■ EXERCISE REQUIREMENTS:
A. Answer these from the comment thread below, one answer per line:
(i) What share of the time does the first commenter say censorship works?
(ii) How many recent articles did the Bing search for 'uc davis' bring up?
(iii) Whose search results does the article say the SEO firm specifically targeted?
B. Return the stretch of the comment thread below from "If a tester" through "particularly odd, personally.", copied word for word.

Source: https://en.wikipedia.org/wiki/Streisand_effect

3 comments

I believe the Streisand effect is usually false. 99% of the time censorship works, and you only hear about the rare 1% of times when the public found out.

Particularly I'm familiar with moderating a large subreddit. It's amazing what mods can get away with, and users have no clue. Since all removals are silent. So many people shadowbanned and have no idea and just keep commenting like normal.

A search with bing for 'uc davis' highlights three recent articles written about their coverup. Streisand's effect indeed!
...with Bing?
The article describes how the SEO firm specifically targeted Google search results, so yes, I'd run that search with Bing too.
Yeah come on get with the program. The consultants told us we have to use Google services so their search engine will like us.
why would you mention a specific search engine?
If a tester entered a bug and you can't repro because the bug doesn't specify the environment, you'd rip 'em a new one. But someone uses two measly words to describe their test environment in this case, and now you question them about their eloquence?

Or maybe I have you wrong, so I'll ask: why would you ask why someone mentioned a specific search engine?

In case someone searched "UC Davis" and didn't find 3 articles in the results on Google or DuckDuckGo or some other search engine.

I didn't find that specification particularly odd, personally.

It wouldn't be weird if the specific search engine mentioned was Google.
I wonder how many more years until large bodies (used in a company/regulatory sense) understand this.

Unless their attempt is to gain coverage on something - trying to hide it is going to have the opposite effect due to social media...it seems like so many people are aware of the Streisand effect except everyone in a PR position.

On the other hand, if there are companies that have succeeded in quietly optimizing away their critics, then we wouldn't know.
Yes, you're right on that. A form of survivorship bias - as it isn't really possible to know all the big happenings that have gone unknown.
They've got no obligation to tell their clients about it. If it all blows up the client is only going to need more PR work.

■ ENTRIES SUPPLIED:
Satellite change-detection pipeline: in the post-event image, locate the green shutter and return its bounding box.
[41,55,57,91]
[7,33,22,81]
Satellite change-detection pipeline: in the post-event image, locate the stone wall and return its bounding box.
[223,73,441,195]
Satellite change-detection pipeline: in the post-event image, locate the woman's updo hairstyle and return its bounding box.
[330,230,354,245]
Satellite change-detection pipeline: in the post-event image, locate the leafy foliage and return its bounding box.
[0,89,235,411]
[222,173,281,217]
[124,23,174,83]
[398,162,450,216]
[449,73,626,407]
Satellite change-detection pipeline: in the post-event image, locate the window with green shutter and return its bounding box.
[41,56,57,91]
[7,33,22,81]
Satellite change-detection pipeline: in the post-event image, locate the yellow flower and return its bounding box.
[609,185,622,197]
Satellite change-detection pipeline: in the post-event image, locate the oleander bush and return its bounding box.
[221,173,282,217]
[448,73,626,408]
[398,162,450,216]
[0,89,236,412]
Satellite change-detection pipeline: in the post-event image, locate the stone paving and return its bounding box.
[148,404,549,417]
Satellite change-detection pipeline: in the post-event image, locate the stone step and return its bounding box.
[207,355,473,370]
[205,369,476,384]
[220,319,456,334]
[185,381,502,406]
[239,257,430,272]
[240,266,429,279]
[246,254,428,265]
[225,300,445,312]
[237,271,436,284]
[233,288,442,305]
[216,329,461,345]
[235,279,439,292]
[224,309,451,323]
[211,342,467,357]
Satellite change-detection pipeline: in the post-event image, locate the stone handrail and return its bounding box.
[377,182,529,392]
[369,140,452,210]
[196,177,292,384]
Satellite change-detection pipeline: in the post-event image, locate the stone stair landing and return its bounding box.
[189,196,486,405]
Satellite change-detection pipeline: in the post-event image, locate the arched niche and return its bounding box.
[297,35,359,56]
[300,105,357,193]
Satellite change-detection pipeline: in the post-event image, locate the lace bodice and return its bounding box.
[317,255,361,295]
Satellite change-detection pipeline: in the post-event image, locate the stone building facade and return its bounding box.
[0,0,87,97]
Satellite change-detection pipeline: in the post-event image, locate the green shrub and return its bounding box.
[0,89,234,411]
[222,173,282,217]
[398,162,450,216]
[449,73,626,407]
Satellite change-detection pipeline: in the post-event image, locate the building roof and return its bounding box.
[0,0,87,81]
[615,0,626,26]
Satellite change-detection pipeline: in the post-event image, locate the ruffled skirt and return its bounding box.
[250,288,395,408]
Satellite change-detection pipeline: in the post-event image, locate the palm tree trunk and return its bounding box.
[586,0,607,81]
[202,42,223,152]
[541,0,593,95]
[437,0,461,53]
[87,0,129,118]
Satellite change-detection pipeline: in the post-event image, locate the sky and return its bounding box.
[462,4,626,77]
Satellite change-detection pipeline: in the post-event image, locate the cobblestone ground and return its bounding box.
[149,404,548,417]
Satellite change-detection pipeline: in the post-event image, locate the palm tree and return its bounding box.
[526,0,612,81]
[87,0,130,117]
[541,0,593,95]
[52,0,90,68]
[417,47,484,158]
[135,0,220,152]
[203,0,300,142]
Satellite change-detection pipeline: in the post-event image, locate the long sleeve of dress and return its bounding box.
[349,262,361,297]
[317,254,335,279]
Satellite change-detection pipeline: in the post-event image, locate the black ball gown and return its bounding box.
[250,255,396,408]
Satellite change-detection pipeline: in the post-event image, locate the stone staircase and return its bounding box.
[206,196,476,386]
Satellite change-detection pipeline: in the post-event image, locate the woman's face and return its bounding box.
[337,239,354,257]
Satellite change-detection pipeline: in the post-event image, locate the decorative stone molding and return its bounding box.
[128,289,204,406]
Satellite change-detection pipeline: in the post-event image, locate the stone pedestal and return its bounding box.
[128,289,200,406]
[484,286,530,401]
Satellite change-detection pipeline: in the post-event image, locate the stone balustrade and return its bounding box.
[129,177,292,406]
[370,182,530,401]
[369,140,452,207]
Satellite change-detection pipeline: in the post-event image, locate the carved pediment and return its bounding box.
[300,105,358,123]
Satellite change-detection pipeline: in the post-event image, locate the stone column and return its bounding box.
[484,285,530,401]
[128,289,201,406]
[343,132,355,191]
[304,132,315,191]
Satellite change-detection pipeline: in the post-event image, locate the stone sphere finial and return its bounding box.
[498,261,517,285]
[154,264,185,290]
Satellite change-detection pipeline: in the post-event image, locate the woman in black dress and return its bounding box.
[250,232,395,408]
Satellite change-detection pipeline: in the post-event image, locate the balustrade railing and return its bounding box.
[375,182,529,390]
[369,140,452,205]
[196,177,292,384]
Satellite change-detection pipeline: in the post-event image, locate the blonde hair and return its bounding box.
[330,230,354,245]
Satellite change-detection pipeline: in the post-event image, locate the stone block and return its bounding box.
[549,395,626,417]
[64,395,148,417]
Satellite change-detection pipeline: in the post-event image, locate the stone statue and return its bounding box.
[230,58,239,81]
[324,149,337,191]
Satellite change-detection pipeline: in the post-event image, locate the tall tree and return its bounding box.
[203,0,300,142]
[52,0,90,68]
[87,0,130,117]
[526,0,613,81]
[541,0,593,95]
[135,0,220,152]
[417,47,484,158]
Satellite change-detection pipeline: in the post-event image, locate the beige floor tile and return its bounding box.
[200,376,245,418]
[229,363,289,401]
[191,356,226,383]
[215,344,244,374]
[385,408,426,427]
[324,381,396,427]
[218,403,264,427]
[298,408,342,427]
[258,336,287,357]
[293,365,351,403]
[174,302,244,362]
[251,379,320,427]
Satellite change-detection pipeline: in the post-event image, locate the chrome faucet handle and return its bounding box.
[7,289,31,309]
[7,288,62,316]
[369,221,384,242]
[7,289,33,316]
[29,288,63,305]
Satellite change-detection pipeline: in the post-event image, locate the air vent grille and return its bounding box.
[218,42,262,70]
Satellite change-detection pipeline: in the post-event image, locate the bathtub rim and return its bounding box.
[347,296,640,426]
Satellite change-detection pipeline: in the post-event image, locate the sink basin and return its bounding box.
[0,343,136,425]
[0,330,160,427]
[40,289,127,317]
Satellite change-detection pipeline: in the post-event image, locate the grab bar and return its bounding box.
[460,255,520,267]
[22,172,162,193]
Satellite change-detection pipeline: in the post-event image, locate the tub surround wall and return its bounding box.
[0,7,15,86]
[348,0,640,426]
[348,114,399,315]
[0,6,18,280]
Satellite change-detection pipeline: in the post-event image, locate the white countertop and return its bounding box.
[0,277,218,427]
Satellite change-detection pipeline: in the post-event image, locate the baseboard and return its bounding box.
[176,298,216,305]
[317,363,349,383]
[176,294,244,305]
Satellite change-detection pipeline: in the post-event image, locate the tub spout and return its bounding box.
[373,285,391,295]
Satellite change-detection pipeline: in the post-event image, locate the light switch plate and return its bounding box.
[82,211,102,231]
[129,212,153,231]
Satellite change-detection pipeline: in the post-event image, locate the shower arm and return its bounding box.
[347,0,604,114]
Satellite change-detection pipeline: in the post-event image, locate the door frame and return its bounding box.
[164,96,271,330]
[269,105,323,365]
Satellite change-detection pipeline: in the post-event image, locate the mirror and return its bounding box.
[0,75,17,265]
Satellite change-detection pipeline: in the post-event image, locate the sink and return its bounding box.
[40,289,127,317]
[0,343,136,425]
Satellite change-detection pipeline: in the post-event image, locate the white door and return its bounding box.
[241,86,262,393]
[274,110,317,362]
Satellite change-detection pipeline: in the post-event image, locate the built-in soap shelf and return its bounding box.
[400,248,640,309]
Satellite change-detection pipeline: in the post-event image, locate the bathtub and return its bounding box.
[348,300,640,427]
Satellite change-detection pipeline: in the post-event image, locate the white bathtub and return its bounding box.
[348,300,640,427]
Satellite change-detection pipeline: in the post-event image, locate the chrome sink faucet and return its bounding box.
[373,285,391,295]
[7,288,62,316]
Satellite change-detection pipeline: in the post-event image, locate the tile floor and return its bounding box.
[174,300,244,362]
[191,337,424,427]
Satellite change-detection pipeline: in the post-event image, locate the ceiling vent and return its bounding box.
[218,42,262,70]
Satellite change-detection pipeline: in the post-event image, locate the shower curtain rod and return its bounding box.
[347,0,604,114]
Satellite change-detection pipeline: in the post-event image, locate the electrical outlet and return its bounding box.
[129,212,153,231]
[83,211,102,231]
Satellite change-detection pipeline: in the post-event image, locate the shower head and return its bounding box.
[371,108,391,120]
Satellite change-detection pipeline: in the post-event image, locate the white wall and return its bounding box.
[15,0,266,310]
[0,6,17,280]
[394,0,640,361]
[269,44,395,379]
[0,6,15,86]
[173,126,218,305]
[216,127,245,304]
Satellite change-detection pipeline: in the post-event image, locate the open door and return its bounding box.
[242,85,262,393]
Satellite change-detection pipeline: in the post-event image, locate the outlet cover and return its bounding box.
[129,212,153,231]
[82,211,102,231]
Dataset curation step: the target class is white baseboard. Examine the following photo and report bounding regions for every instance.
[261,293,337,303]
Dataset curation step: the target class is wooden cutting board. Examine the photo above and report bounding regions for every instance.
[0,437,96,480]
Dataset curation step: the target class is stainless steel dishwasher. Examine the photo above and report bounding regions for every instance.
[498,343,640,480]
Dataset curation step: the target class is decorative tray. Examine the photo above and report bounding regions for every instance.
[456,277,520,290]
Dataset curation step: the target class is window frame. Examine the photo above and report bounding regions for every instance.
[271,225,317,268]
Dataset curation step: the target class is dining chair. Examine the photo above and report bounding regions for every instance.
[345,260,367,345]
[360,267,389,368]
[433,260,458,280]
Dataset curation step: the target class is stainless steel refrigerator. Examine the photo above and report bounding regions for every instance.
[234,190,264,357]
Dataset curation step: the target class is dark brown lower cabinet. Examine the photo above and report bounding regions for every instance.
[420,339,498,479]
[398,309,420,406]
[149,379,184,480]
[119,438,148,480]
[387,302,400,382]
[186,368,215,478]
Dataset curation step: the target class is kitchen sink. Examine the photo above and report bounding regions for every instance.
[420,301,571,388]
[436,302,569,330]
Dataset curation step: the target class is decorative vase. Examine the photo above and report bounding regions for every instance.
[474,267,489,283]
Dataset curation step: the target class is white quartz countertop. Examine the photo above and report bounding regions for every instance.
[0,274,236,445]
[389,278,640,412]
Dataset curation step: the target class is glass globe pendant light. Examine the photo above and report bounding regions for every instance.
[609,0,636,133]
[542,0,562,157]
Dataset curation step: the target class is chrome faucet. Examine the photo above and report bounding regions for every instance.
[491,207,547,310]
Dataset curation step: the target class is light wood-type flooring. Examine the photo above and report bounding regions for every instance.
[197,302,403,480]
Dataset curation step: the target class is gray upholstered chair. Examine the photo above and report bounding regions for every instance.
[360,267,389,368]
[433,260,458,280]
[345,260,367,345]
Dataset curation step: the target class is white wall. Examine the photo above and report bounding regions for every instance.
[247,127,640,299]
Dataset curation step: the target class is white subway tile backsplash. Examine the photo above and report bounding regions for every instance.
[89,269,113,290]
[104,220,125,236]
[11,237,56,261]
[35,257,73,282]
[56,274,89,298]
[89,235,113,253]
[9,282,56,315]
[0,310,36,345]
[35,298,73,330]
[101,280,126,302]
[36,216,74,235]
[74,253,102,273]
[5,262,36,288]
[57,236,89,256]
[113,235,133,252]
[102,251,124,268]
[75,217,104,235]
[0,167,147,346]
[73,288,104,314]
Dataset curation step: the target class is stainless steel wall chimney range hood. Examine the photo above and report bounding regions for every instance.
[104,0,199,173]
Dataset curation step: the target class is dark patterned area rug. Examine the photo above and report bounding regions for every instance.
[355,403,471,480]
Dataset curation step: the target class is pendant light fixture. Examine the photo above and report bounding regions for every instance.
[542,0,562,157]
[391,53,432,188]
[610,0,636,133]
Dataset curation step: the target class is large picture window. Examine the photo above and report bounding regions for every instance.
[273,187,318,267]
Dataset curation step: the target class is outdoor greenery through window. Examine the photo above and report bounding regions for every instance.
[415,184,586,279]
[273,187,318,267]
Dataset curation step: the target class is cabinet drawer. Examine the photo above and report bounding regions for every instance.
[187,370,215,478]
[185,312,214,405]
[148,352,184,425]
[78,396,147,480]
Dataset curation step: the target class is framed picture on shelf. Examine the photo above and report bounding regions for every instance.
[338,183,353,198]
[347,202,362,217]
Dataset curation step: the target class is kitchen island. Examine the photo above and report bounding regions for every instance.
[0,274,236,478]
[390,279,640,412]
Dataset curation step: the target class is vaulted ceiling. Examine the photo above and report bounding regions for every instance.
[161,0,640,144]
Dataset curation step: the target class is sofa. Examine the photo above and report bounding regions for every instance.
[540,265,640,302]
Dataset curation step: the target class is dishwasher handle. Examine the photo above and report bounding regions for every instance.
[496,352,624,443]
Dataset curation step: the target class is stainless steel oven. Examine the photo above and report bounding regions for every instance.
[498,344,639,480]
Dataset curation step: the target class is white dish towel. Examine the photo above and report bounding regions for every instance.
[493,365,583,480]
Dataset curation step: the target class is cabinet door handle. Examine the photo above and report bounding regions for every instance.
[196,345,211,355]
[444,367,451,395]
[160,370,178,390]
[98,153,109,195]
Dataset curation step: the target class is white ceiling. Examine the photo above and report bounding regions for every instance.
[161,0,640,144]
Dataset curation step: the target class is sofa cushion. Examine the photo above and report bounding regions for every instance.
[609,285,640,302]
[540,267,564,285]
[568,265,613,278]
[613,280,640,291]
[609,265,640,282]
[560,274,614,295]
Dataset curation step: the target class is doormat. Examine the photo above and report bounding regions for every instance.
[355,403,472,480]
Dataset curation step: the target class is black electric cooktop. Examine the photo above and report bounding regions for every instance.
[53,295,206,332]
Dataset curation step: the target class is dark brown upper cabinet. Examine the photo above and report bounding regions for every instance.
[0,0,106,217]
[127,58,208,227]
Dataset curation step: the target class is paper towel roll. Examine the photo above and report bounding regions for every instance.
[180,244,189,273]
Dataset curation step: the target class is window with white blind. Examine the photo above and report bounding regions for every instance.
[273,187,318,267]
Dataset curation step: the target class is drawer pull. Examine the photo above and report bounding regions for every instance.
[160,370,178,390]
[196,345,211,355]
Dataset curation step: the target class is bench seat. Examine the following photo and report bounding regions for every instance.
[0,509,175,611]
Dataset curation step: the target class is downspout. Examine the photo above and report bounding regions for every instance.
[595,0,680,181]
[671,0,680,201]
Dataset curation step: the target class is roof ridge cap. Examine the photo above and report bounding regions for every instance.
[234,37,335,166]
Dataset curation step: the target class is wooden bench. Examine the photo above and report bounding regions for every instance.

■ ANSWER LIST:
A.
(i) 99%
(ii) Three
(iii) Google's

B.
If a tester entered a bug and you can't repro because the bug doesn't specify the environment, you'd rip 'em a new one. But someone uses two measly words to describe their test environment in this case, and now you question them about their eloquence?

Or maybe I have you wrong, so I'll ask: why would you ask why someone mentioned a specific search engine?

In case someone searched "UC Davis" and didn't find 3 articles in the results on Google or DuckDuckGo or some other search engine.

I didn't find that specification particularly odd, personally.